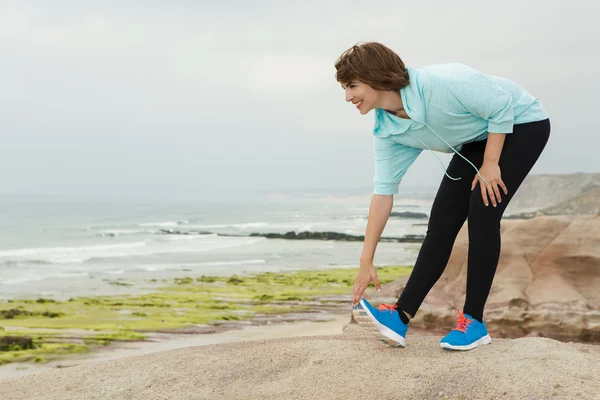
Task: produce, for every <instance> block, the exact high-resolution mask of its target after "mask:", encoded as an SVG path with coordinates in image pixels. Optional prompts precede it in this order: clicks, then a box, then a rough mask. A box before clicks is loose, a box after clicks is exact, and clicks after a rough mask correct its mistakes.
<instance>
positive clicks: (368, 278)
mask: <svg viewBox="0 0 600 400" xmlns="http://www.w3.org/2000/svg"><path fill="white" fill-rule="evenodd" d="M371 282H373V283H374V284H375V289H377V291H378V292H379V290H381V285H380V284H379V279H378V278H377V271H376V270H375V267H374V266H373V263H372V262H369V263H366V262H364V263H363V262H361V263H360V268H359V270H358V275H357V276H356V280H355V281H354V288H353V289H352V305H354V306H356V305H358V303H359V302H360V298H361V297H362V295H363V293H364V292H365V290H366V289H367V287H369V283H371Z"/></svg>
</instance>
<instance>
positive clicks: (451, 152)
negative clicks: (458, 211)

+-------+

▸ **EXERCISE PROMPT**
Turn the rows above into a JSON list of strings with one string per line, skipping blank lines and leaving out the pictures.

▸ **RESULT**
[
  "Task: produce, for every <instance> block, the exact high-resolution mask of its target after \"mask:\", encoded as an SVG path with coordinates in image pixels. Optional prompts precede it in this order: clicks, then a box, then a rough mask. A box before clicks is loose, a box after clicks is exact, and clicks after a rough mask correct its mistakes.",
  "<instance>",
  "positive clicks: (368, 278)",
  "mask: <svg viewBox=\"0 0 600 400\" xmlns=\"http://www.w3.org/2000/svg\"><path fill=\"white\" fill-rule=\"evenodd\" d=\"M371 282H373V283H374V284H375V289H377V291H378V292H379V290H381V285H380V284H379V279H378V278H377V271H376V270H375V267H374V266H373V263H372V262H369V263H366V262H364V263H363V262H361V263H360V268H359V270H358V275H357V276H356V280H355V281H354V288H353V289H352V305H354V306H356V305H358V303H359V302H360V298H361V297H362V295H363V293H364V292H365V290H366V289H367V287H369V283H371Z\"/></svg>",
  "</instance>",
  "<instance>",
  "positive clicks: (451, 152)",
  "negative clicks: (458, 211)"
]